**SUPPLIED DATA**
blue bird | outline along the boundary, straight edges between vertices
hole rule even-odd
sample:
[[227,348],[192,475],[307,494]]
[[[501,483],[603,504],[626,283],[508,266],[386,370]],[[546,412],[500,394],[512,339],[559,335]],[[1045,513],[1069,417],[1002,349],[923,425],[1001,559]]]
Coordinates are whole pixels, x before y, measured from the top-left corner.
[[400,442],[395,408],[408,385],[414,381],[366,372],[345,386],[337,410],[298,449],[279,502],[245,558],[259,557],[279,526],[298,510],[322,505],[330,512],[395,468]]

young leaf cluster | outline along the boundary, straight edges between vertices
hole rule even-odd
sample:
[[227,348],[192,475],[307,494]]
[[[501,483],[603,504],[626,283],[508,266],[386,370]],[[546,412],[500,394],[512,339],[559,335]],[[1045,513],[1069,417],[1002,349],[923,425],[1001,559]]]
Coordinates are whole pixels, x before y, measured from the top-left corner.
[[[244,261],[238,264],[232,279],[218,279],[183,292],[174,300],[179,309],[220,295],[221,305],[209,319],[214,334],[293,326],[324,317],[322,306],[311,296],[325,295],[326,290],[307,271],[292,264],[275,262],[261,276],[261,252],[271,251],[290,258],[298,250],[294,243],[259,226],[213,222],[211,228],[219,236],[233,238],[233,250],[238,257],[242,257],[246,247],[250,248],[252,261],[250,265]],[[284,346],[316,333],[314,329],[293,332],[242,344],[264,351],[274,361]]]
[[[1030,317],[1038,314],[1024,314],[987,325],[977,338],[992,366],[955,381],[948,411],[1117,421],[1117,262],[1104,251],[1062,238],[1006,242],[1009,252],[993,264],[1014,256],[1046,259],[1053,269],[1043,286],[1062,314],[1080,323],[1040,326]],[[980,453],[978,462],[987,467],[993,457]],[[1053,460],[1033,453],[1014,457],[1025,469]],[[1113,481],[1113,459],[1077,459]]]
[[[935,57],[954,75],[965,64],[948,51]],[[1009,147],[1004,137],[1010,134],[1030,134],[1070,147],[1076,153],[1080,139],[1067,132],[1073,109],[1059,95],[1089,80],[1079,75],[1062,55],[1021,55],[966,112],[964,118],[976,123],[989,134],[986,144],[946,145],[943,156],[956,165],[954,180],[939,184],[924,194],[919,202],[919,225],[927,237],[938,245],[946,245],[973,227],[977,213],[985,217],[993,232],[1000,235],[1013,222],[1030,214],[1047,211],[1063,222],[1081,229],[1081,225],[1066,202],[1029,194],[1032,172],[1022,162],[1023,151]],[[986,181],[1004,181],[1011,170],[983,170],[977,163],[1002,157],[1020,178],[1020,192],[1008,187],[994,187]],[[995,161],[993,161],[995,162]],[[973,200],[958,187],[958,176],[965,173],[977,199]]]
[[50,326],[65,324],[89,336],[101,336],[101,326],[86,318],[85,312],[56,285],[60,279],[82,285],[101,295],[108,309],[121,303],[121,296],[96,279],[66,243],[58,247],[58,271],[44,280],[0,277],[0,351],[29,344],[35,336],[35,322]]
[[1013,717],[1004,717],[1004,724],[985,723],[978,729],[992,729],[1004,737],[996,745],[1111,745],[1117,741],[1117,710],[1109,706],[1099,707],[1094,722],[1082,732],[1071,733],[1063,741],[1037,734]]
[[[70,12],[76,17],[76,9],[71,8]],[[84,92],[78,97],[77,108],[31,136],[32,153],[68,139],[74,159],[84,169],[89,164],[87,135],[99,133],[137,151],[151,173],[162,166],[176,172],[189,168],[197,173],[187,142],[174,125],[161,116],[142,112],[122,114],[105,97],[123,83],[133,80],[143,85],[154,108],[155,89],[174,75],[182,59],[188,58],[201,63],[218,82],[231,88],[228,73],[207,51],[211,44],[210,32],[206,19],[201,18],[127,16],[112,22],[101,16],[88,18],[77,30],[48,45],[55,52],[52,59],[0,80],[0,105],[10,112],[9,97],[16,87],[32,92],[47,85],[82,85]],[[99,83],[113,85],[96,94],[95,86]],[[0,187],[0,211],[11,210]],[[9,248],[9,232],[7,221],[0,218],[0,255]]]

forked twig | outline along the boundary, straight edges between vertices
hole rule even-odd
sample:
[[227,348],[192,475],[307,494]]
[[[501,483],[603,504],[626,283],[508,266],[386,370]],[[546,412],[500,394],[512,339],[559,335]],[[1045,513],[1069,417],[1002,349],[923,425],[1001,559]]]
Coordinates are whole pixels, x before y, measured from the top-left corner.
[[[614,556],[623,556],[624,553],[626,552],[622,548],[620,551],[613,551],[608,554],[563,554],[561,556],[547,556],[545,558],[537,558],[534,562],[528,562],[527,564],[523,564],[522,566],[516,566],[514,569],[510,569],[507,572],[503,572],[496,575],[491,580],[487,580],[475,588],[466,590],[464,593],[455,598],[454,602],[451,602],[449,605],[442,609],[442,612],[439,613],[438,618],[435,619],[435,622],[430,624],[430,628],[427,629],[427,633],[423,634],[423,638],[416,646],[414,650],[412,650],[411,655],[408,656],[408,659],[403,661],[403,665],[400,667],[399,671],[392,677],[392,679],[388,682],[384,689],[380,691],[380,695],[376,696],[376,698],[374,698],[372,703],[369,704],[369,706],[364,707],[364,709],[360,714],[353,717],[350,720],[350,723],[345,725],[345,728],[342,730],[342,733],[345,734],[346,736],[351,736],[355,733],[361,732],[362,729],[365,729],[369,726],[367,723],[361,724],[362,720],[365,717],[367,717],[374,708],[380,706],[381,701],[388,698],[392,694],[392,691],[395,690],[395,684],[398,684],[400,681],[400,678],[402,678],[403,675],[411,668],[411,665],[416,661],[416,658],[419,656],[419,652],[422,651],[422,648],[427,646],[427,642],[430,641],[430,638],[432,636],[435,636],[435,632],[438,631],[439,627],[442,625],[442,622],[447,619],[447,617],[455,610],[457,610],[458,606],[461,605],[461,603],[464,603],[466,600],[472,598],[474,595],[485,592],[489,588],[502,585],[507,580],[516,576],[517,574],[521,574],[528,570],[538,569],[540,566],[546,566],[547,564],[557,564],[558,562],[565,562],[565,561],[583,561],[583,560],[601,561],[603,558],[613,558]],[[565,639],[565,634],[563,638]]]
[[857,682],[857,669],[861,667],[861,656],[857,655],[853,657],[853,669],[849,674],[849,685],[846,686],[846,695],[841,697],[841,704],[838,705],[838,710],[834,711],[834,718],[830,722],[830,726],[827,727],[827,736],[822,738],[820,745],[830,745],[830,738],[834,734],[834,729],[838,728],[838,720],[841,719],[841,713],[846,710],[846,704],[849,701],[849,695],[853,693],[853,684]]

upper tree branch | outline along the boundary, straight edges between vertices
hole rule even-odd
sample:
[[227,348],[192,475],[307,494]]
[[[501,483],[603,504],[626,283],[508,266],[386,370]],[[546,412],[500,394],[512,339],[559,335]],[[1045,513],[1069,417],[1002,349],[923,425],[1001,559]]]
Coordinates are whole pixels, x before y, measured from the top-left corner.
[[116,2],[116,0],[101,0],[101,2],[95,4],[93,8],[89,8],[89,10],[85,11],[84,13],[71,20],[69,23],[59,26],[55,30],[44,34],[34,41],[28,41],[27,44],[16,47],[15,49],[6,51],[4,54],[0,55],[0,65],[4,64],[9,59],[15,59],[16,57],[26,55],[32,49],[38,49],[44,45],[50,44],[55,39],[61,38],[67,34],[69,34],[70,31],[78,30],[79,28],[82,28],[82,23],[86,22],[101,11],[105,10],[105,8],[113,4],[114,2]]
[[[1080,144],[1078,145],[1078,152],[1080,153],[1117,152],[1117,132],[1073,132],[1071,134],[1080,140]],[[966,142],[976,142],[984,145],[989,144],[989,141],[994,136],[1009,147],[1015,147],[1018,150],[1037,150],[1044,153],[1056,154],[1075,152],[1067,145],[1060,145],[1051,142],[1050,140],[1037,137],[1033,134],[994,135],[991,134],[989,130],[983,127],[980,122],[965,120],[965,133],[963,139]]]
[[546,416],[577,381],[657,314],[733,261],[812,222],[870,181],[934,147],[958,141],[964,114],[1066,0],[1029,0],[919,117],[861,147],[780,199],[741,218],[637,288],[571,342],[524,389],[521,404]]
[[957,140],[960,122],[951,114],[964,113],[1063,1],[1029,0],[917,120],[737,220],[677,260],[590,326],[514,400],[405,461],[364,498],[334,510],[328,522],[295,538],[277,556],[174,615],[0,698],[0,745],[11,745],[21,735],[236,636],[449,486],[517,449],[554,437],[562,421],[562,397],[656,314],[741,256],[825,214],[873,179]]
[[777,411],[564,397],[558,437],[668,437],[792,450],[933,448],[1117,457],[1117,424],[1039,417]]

**EXERCISE DIRECTIONS**
Copy the data exactly, starting with the line that contains "upper tree branch" and going on through the end of the data.

**OUTPUT BELOW**
upper tree branch | outline along the boundary, straight edges between vertices
hole rule even-odd
sample:
[[227,348],[192,475],[307,494]]
[[[501,483],[603,504],[626,283],[508,266],[386,370]],[[546,412],[500,394],[512,339],[559,335]],[[1045,513],[1069,417],[1002,349],[923,425],[1001,559]]]
Coordinates are whole pixels, x before y, measured from the top-left corner.
[[116,2],[116,0],[101,0],[101,2],[95,4],[93,8],[89,8],[89,10],[85,11],[84,13],[71,20],[69,23],[59,26],[55,30],[44,34],[34,41],[28,41],[27,44],[16,47],[15,49],[6,51],[4,54],[0,55],[0,65],[4,64],[9,59],[15,59],[16,57],[26,55],[32,49],[38,49],[44,45],[50,44],[55,39],[61,38],[67,34],[69,34],[70,31],[78,30],[79,28],[82,28],[82,23],[86,22],[101,11],[105,10],[105,8],[113,4],[114,2]]
[[[1080,144],[1078,145],[1078,152],[1080,153],[1117,152],[1117,132],[1073,132],[1071,134],[1080,140]],[[966,142],[976,142],[984,145],[989,144],[989,141],[994,136],[1009,147],[1015,147],[1018,150],[1037,150],[1044,153],[1056,154],[1075,152],[1067,145],[1060,145],[1051,142],[1050,140],[1037,137],[1033,134],[994,135],[991,134],[989,130],[983,127],[980,122],[965,120],[965,133],[963,139]]]
[[546,416],[577,381],[657,314],[733,261],[812,222],[870,181],[934,147],[958,141],[964,114],[1066,0],[1029,0],[919,117],[861,147],[780,199],[741,218],[637,288],[571,342],[524,389],[521,404]]
[[957,140],[960,122],[951,114],[964,113],[1063,1],[1029,0],[917,120],[737,220],[677,260],[590,326],[514,400],[405,461],[364,498],[334,510],[328,522],[295,538],[277,556],[174,615],[0,698],[0,745],[11,745],[21,735],[236,636],[449,486],[517,449],[554,437],[562,421],[562,397],[656,314],[741,256],[825,214],[873,179]]
[[777,411],[564,397],[558,437],[668,437],[792,450],[933,448],[1117,457],[1117,424],[1039,417]]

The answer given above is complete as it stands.